_STUDY QUESTIONS:_
**a.** List each distinct abbreviation that appears inside parentheses in the article on Industry 4.0, in order of first appearance.
**b.** Write out the passage of the article on Industry 4.0 from "Despite advances in" up to and including "analytics, he noted.", word for word.

_TEXT SECTION:_

-----

ORLANDO (ICIS)--The trend to upgrade technology and go digital, also known as Industry 4.0, can have unforeseen inefficiencies and possible security vulnerabilities, a US-based industrial automation services firm said on Friday.
“I’m not saying, 'don’t do it',” Automation & Control Inc president Ron Iannacone said on the sidelines of this year's National Plastics Exposition (NPE). “We’re in the innovation field. But don’t make it out that everybody’s going to have it.”
Despite advances in technology, there is no 100% foolproof system, Iannacone noted.
“I think the problem is, people want 100%,” he said. “They want a computer to tell them everything that can go wrong with a machine. It’s not going to happen, probably ever.”
Simple human error is the largest variable to complicate predictive analytics, he noted.
“The machinery is so complex, and there are so many things that can affect the operation of equipment,” Iannacone said. “You can’t put robots on everything. You still need a human operator.”
He was also critical of relying on industrial internet of things (IoT) for one or two portions of a facility floor.
“Original Equipment Manufacturers (OEM) ask me my opinion on the internet of things as it applies to manufacturing,” Iannacone explained. “I said, 'it’s a joke'. Unless you do what we do and tie everything together in the whole plant floor, you’re only going to get it (IoT) on that one machine,” he said.
Iannacone compared the situation to owning a Tesla electric vehicle (EV) with diagnostic readouts, next to a 1974 Chevrolet. Having one smart vehicle doesn’t increase the amount of data you can monitor for both, he said.

-----

_DATA EXTRACT:_

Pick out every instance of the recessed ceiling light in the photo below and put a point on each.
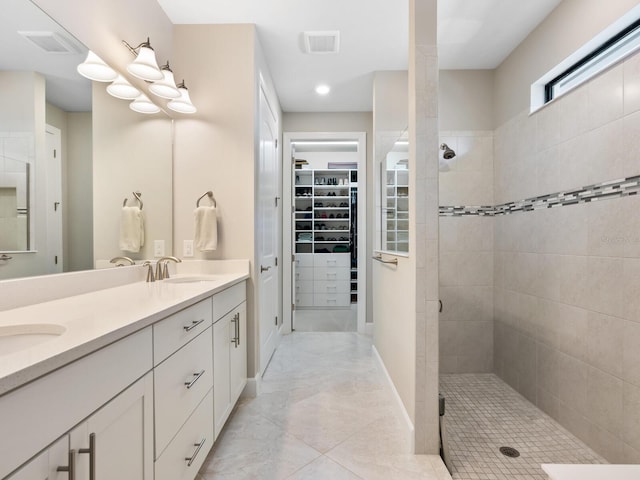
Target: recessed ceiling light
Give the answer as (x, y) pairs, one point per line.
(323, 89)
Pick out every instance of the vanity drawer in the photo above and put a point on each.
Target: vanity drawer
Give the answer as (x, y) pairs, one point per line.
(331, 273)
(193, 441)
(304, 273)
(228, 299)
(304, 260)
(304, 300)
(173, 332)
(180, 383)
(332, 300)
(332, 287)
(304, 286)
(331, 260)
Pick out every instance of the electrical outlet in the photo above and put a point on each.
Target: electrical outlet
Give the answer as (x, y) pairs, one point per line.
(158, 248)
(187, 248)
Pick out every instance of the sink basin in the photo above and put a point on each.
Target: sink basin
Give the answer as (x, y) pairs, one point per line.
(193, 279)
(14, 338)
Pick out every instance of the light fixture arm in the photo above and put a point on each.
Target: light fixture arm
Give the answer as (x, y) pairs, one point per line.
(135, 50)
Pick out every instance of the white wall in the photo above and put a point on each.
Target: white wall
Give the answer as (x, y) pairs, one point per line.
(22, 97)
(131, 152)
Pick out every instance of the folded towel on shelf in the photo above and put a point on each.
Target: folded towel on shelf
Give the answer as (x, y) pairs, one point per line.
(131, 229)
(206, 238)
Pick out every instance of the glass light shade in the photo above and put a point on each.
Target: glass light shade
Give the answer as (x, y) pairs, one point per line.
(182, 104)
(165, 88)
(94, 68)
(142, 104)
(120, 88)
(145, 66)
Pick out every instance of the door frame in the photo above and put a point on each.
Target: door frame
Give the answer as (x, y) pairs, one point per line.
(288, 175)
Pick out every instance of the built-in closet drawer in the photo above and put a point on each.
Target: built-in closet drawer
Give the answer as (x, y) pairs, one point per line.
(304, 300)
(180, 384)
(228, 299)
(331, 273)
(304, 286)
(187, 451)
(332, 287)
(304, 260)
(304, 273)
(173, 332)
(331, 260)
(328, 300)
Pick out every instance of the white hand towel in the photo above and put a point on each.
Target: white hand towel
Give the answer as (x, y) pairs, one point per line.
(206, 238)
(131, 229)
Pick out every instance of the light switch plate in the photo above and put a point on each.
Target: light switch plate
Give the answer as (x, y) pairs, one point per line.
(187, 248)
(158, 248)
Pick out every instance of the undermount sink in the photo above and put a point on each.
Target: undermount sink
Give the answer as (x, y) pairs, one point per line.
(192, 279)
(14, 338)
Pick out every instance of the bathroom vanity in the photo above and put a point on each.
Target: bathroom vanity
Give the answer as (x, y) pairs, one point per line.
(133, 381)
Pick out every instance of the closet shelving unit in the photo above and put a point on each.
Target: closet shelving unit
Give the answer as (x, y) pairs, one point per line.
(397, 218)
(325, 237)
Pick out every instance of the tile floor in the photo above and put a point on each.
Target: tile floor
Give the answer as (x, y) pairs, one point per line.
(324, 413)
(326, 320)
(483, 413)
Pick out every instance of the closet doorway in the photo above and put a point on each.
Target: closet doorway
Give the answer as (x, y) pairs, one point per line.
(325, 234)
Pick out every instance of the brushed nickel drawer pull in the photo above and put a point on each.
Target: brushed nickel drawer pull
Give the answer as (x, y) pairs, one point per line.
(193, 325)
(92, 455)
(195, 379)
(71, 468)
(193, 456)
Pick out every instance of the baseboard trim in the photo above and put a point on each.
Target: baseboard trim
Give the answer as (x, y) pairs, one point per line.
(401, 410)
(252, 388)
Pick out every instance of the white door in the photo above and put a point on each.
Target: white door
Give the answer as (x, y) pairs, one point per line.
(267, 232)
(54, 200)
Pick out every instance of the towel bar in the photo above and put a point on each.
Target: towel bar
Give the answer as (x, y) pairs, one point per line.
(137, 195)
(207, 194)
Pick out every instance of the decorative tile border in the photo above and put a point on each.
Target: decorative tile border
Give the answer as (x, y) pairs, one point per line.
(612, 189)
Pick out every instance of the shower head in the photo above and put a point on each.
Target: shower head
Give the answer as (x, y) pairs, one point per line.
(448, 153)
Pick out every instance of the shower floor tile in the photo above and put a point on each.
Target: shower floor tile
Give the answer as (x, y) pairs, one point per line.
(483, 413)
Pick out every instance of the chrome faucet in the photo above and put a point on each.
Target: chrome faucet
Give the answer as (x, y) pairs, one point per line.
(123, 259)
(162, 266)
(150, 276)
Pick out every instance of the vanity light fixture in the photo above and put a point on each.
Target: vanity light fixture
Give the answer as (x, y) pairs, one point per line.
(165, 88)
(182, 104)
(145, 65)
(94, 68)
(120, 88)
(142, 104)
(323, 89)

-----

_PER-TASK OUTPUTS:_
**a.** ICIS, NPE, IoT, OEM, EV

**b.**
Despite advances in technology, there is no 100% foolproof system, Iannacone noted.
“I think the problem is, people want 100%,” he said. “They want a computer to tell them everything that can go wrong with a machine. It’s not going to happen, probably ever.”
Simple human error is the largest variable to complicate predictive analytics, he noted.